(A run of records)
==========

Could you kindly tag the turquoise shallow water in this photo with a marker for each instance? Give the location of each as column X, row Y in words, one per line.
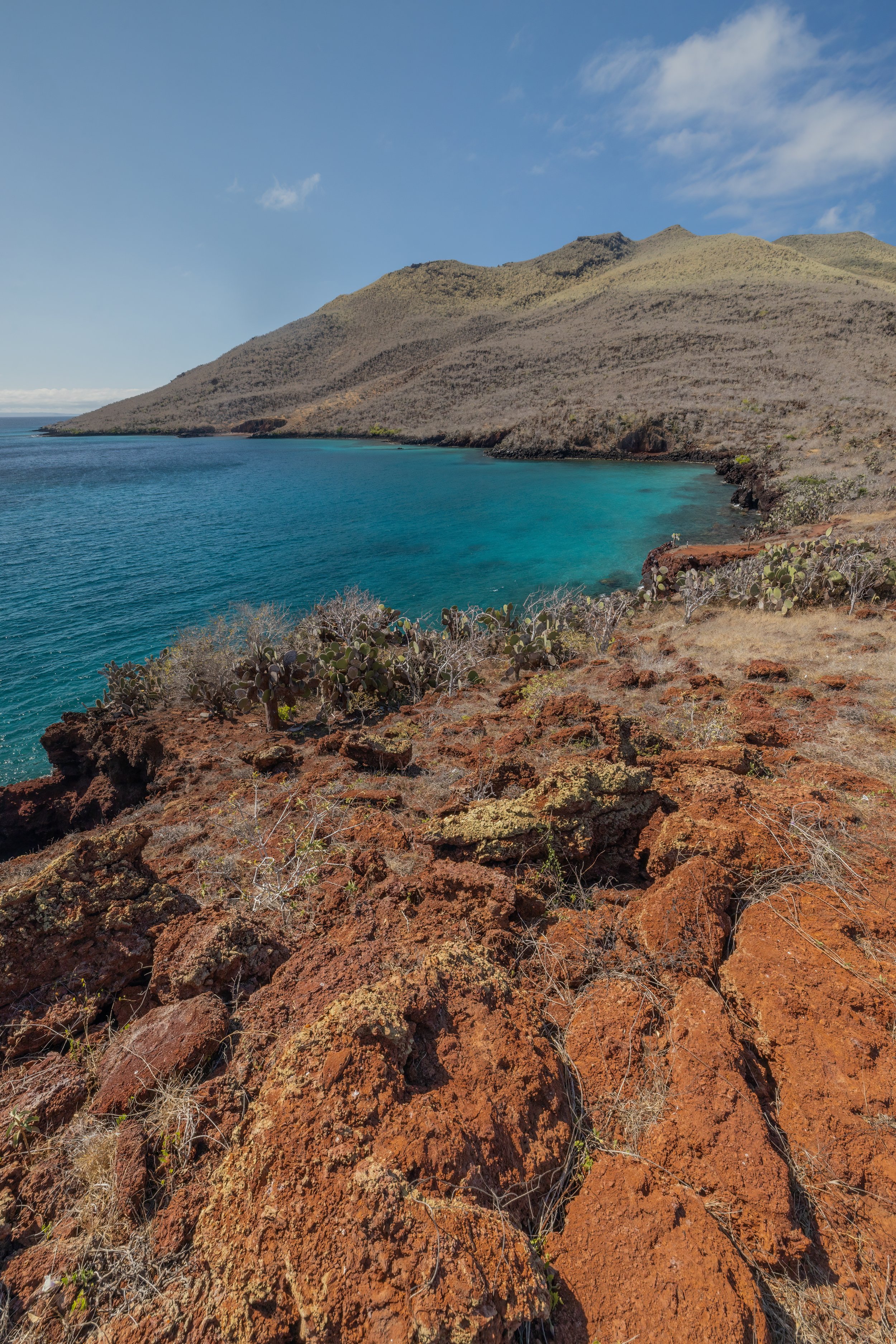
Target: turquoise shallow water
column 108, row 545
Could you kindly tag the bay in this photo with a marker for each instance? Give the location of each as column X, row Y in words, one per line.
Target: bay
column 108, row 545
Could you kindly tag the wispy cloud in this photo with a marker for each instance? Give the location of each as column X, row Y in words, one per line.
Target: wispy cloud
column 840, row 218
column 289, row 198
column 754, row 112
column 35, row 401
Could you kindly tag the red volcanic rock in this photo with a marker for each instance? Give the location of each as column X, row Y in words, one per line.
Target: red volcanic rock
column 815, row 973
column 766, row 670
column 100, row 767
column 50, row 1095
column 76, row 933
column 641, row 1258
column 444, row 1092
column 386, row 750
column 712, row 1134
column 684, row 920
column 167, row 1042
column 217, row 949
column 267, row 760
column 132, row 1145
column 604, row 1039
column 624, row 679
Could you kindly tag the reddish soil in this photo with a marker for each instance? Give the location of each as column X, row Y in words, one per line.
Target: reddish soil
column 291, row 1054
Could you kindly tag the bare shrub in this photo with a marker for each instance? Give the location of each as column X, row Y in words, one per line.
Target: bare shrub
column 696, row 588
column 201, row 663
column 343, row 619
column 284, row 851
column 602, row 616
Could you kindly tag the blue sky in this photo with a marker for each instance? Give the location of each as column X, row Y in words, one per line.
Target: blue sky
column 181, row 177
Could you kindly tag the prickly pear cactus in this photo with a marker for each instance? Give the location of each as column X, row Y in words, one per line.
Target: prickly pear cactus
column 534, row 644
column 272, row 678
column 366, row 663
column 133, row 687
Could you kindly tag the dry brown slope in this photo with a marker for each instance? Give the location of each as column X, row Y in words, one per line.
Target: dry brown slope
column 672, row 323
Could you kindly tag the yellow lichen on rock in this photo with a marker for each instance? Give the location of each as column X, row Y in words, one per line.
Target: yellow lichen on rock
column 576, row 806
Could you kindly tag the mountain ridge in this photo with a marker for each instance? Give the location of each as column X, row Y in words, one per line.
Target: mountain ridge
column 669, row 327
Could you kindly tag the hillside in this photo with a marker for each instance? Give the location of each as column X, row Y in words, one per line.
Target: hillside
column 726, row 339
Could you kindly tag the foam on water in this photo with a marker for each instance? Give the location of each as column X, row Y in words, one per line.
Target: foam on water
column 108, row 545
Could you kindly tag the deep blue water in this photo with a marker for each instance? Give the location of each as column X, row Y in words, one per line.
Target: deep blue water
column 108, row 545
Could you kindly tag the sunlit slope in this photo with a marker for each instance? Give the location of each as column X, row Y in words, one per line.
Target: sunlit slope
column 447, row 350
column 856, row 253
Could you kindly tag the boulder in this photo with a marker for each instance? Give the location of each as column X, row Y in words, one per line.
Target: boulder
column 100, row 765
column 217, row 949
column 577, row 806
column 132, row 1145
column 684, row 917
column 75, row 935
column 640, row 1252
column 604, row 1039
column 277, row 756
column 49, row 1095
column 445, row 1093
column 168, row 1042
column 714, row 1135
column 766, row 671
column 389, row 750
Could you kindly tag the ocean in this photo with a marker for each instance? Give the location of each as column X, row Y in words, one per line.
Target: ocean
column 109, row 545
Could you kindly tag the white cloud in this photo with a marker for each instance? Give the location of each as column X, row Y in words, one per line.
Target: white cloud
column 839, row 220
column 289, row 198
column 35, row 401
column 754, row 111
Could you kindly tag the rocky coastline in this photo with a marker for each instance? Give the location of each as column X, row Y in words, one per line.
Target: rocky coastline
column 576, row 1021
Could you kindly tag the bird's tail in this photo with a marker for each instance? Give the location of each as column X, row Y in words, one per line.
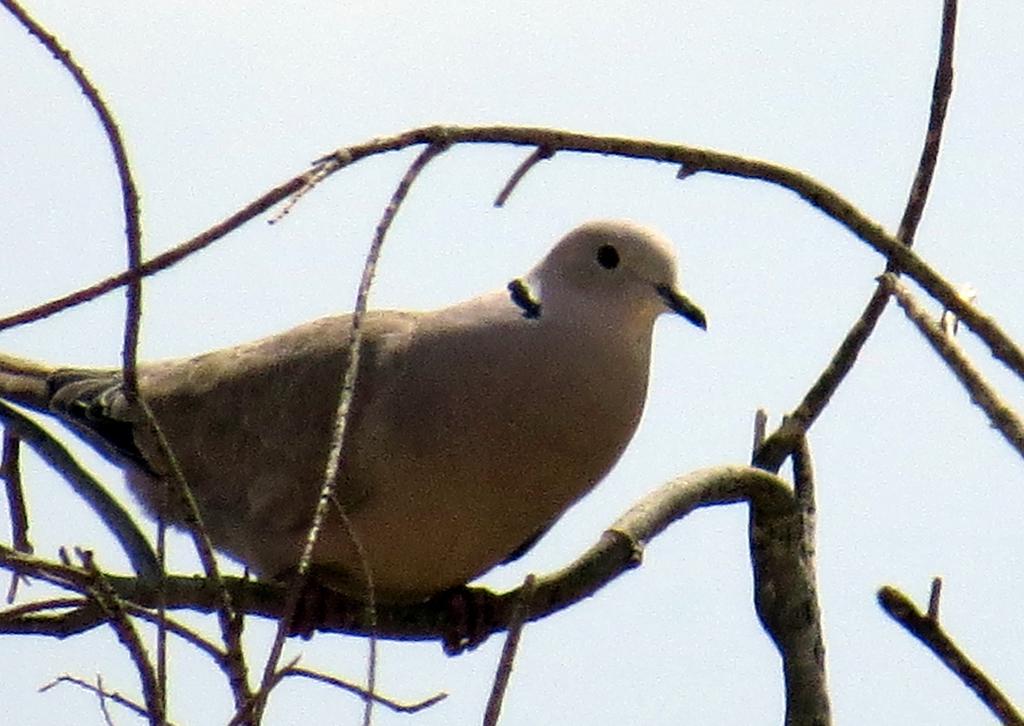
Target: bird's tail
column 26, row 382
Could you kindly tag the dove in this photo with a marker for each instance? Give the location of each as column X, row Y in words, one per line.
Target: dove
column 473, row 427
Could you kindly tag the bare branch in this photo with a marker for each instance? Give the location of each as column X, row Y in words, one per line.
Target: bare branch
column 780, row 443
column 982, row 394
column 128, row 636
column 519, row 615
column 927, row 630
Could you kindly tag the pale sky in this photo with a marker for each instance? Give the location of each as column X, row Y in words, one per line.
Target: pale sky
column 219, row 102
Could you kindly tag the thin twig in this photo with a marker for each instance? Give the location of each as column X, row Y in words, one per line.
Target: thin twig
column 780, row 443
column 930, row 633
column 127, row 635
column 504, row 672
column 101, row 695
column 933, row 598
column 538, row 156
column 1001, row 417
column 10, row 472
column 371, row 605
column 111, row 695
column 341, row 418
column 293, row 672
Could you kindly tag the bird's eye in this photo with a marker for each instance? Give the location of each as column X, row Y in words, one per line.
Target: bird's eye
column 607, row 256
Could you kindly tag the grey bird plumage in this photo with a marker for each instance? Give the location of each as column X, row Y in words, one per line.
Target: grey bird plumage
column 473, row 427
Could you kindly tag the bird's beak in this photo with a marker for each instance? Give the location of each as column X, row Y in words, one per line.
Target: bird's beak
column 682, row 305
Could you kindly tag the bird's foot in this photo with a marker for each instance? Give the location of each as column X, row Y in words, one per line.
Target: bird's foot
column 470, row 615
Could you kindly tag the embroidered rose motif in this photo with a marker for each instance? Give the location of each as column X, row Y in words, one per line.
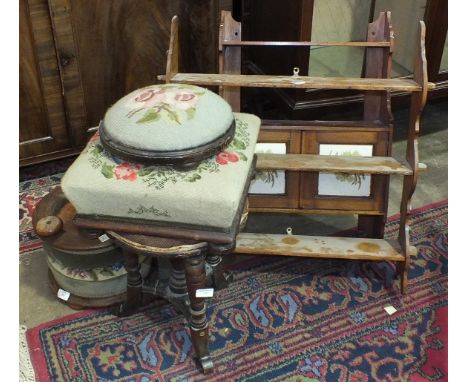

==========

Pick out each line of the listing above that contains the word "white", and copy those lines in full.

Could you kindly tag the white cloud in this photo with a marker for each instance? Give the location of each as column X, row Y in words, one per line.
Target: white cloud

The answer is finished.